Format every line of the records below as a Markdown table with the columns Row and Text, numbering each row in Row and placing the line in Text. Omit blank lines.

* begin *

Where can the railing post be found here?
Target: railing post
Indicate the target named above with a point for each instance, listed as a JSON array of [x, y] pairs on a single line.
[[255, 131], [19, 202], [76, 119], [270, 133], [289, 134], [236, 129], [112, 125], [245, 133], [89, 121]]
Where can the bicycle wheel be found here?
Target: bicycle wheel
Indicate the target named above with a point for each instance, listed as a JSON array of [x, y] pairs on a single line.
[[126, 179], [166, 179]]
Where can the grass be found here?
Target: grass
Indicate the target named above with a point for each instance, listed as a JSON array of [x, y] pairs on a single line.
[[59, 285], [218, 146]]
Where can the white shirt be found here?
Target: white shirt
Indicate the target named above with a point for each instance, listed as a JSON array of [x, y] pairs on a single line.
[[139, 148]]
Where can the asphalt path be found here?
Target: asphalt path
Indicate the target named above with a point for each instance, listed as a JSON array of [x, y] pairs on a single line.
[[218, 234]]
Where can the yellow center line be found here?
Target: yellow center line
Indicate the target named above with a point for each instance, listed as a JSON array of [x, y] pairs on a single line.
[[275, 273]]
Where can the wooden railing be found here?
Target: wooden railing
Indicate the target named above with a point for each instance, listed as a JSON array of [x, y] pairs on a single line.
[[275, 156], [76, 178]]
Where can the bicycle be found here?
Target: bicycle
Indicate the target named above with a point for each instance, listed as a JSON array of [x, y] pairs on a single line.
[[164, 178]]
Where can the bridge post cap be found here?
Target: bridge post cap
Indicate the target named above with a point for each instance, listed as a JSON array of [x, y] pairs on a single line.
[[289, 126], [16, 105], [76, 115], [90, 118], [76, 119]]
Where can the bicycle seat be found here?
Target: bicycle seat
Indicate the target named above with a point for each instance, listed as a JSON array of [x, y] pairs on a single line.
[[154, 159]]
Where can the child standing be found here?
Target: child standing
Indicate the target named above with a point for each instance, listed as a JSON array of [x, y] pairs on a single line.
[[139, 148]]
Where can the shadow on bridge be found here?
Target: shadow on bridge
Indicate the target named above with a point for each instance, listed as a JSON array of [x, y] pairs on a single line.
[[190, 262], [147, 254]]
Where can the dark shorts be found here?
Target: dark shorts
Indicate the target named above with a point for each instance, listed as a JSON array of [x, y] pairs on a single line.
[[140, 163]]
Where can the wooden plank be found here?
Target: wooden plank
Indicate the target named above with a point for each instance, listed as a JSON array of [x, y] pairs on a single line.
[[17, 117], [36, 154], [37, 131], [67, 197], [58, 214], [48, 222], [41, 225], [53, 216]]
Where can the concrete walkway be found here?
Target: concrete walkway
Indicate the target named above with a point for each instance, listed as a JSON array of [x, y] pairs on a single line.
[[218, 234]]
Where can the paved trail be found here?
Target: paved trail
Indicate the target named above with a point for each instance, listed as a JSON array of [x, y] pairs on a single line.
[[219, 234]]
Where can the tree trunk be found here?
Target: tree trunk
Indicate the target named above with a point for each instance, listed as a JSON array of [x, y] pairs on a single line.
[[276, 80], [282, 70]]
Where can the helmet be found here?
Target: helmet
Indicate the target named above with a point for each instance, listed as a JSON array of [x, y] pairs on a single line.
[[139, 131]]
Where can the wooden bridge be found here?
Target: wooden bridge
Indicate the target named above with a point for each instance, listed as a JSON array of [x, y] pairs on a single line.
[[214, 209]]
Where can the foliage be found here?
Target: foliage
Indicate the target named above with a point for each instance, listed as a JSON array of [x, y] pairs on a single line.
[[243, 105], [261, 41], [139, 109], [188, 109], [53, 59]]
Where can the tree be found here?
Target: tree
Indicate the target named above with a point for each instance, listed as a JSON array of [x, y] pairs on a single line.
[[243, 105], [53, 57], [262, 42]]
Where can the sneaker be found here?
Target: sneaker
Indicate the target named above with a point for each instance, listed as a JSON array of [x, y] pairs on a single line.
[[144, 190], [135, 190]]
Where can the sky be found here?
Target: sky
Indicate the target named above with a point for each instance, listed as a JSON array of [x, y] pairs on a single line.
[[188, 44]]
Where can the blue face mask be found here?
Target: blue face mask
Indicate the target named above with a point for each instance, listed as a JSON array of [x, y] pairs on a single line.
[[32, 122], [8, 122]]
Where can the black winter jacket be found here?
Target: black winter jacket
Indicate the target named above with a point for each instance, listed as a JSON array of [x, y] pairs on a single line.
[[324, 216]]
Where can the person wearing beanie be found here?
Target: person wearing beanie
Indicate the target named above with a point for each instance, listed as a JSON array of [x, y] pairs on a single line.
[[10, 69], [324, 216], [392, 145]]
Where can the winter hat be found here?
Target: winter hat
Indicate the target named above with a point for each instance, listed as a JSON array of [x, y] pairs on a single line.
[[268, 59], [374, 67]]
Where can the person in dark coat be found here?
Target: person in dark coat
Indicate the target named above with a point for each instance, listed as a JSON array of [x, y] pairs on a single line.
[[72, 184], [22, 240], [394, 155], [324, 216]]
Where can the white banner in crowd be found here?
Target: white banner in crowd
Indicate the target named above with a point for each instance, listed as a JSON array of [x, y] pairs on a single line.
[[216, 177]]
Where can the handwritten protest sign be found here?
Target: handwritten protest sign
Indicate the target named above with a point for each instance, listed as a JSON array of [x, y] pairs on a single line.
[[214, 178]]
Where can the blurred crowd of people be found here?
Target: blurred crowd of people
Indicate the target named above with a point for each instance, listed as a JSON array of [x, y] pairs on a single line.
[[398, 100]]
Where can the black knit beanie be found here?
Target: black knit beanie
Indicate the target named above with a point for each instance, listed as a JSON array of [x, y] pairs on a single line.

* end *

Exercise response »
| Row | Text |
|---|---|
| 1 | Where can the railing post be found here? |
| 2 | Target: railing post |
| 3 | Indicate the target named above with a point for each instance, listed as a JSON array of [x, y] pairs on a single line. |
| 4 | [[255, 131], [19, 202], [76, 119], [270, 133], [289, 134], [236, 129], [112, 125], [245, 133], [89, 121]] |
| 5 | Where can the bicycle wheel be found here? |
| 6 | Target: bicycle wheel |
| 7 | Indicate the target named above with a point for each instance, listed as a JSON array of [x, y] pairs on a single line. |
| 8 | [[126, 179], [166, 179]] |
| 9 | Where can the grass be found here? |
| 10 | Target: grass |
| 11 | Indicate the target named above with a point for each instance, listed as a JSON array of [x, y] pairs on a single line. |
| 12 | [[59, 285], [218, 146]] |
| 13 | Where can the white shirt be found here? |
| 14 | Target: white shirt |
| 15 | Indicate the target named above with a point for each instance, listed as a JSON array of [x, y] pairs on a single line. |
| 16 | [[139, 148]] |
| 17 | Where can the asphalt path be found here? |
| 18 | Target: asphalt path |
| 19 | Indicate the target named above with a point for each instance, listed as a JSON array of [x, y] pairs on a single line. |
| 20 | [[218, 234]] |
| 21 | Where can the yellow center line be found here? |
| 22 | Target: yellow center line |
| 23 | Indicate the target named above with a point for each instance, listed as a JSON array of [x, y] pairs on a single line. |
| 24 | [[275, 273]] |
| 25 | Where can the wooden railing be found here? |
| 26 | Target: wooden railing |
| 27 | Indicate the target named above with a point for each instance, listed as a JSON array of [x, y] pairs on a single line. |
| 28 | [[275, 156], [76, 178]] |
| 29 | Where can the bicycle be found here? |
| 30 | Target: bicycle |
| 31 | Indicate the target named above with a point for each instance, listed as a JSON array of [x, y] pairs on a single line. |
| 32 | [[164, 178]] |
| 33 | Where can the bridge post cap be found here? |
| 34 | Target: bridge post cap |
| 35 | Indicate the target named above with a point for each instance, listed as a JSON array of [x, y] pairs on a single line. |
| 36 | [[289, 126], [16, 105], [76, 115], [90, 118], [76, 119]] |
| 37 | Where can the bicycle seat be found here? |
| 38 | Target: bicycle seat |
| 39 | Indicate the target named above with a point for each instance, listed as a JSON array of [x, y] pairs on a single line. |
| 40 | [[154, 159]] |
| 41 | Where can the child standing be found here? |
| 42 | Target: child standing |
| 43 | Indicate the target named above with a point for each instance, listed as a JSON array of [x, y] pairs on a single line. |
| 44 | [[139, 148]] |
| 45 | Where can the shadow on bridge be found here? |
| 46 | Target: shadow on bridge |
| 47 | Indicate the target named above with a point for each instance, listed as a JSON array of [x, y] pairs on a single line. |
| 48 | [[190, 262], [147, 254]] |
| 49 | Where can the dark shorts be found here? |
| 50 | Target: dark shorts |
| 51 | Indicate the target named above with a point for each instance, listed as a JSON array of [x, y] pairs on a single line. |
| 52 | [[140, 163]] |
| 53 | Where can the wooden plank be found here? |
| 54 | Target: wooden plank |
| 55 | Indicate the target named above with a point for each instance, listed as a JSON array of [x, y] pairs on a single line. |
| 56 | [[17, 117], [36, 154], [37, 131], [67, 197], [58, 214], [48, 222], [41, 225], [53, 216]] |
| 57 | Where can the concrete walkway be found here? |
| 58 | Target: concrete walkway |
| 59 | Indicate the target named above with a point for each instance, listed as a JSON array of [x, y] pairs on a single line. |
| 60 | [[218, 234]] |
| 61 | Where can the paved trail be found here? |
| 62 | Target: paved trail |
| 63 | Indicate the target named above with a point for each instance, listed as a JSON array of [x, y] pairs on a single line. |
| 64 | [[219, 234]] |
| 65 | Where can the tree trunk be found here? |
| 66 | Target: tree trunk |
| 67 | Indicate the target named above with a point for each instance, listed as a JSON array of [x, y] pairs on a single line. |
| 68 | [[276, 80], [282, 70]] |
| 69 | Where can the helmet be found here? |
| 70 | Target: helmet |
| 71 | Indicate the target named above with a point for each instance, listed as a JSON array of [x, y] pairs on a single line. |
| 72 | [[139, 131]] |
| 73 | Where can the wooden bridge be found here? |
| 74 | Target: wooden bridge |
| 75 | Indicate the target named above with a point for each instance, listed as a JSON array of [x, y] pairs on a single line. |
| 76 | [[214, 209]] |
| 77 | Where can the foliage be found here? |
| 78 | Target: foliage |
| 79 | Indicate the target named above with a point for each instance, listed as a JSON array of [x, y] pairs on a single line. |
| 80 | [[243, 105], [261, 41], [139, 109], [188, 109], [53, 59]] |
| 81 | Where can the tree be found here? |
| 82 | Target: tree |
| 83 | Indicate the target named above with a point for each instance, listed as a JSON array of [x, y] pairs on a single line. |
| 84 | [[243, 105], [53, 57], [262, 42]] |
| 85 | Where can the sneaker be found here? |
| 86 | Target: sneaker |
| 87 | Indicate the target named above with a point for each instance, listed as a JSON array of [x, y] pairs on a single line. |
| 88 | [[144, 190], [135, 190]] |
| 89 | Where can the sky be found here? |
| 90 | Target: sky |
| 91 | Indicate the target named above with a point for each instance, listed as a JSON array of [x, y] pairs on a single line. |
| 92 | [[188, 44]] |
| 93 | Where can the blue face mask be found here? |
| 94 | Target: blue face mask |
| 95 | Indicate the target named above with a point for each instance, listed as a JSON array of [x, y] pairs on a single line. |
| 96 | [[32, 122], [8, 122]] |
| 97 | Where can the black winter jacket be found here? |
| 98 | Target: black winter jacket |
| 99 | Indicate the target named above with a point for each instance, listed as a JSON array of [x, y] pairs on a single line. |
| 100 | [[324, 216]] |
| 101 | Where can the person wearing beanie be found here? |
| 102 | Target: person wearing beanie |
| 103 | Indicate the target named above with a point for each instance, listed as a JSON array of [x, y] pairs on a single line. |
| 104 | [[10, 69], [324, 216], [392, 145]] |
| 105 | Where can the winter hat be found here? |
| 106 | Target: winter hat |
| 107 | Indicate the target named above with a point for each instance, listed as a JSON array of [x, y] pairs on a single line. |
| 108 | [[268, 59], [374, 67]] |
| 109 | Where can the person in dark coat be found here? |
| 110 | Target: person in dark coat |
| 111 | Indicate the target named above with a point for each instance, listed as a JSON array of [x, y] pairs on a single line. |
| 112 | [[72, 184], [22, 240], [394, 155], [324, 216]] |
| 113 | Where can the white banner in crowd be found here? |
| 114 | Target: white banner in crowd |
| 115 | Indicate the target named above with a point for each instance, listed as a JSON array of [x, y] pairs on a single line. |
| 116 | [[216, 177]] |
| 117 | Where can the handwritten protest sign be found here? |
| 118 | Target: handwritten protest sign |
| 119 | Indicate the target named above with a point for each instance, listed as a JSON array of [x, y] pairs on a single line. |
| 120 | [[214, 178]] |
| 121 | Where can the blurred crowd of people be found here? |
| 122 | Target: blurred crowd of people |
| 123 | Indicate the target named above with a point for each instance, listed as a JSON array of [x, y] pairs on a single line. |
| 124 | [[398, 100]] |
| 125 | Where can the black knit beanie be found here? |
| 126 | Target: black knit beanie |
| 127 | Indicate the target named above with a point for each instance, listed as a JSON array of [x, y] pairs on a single line. |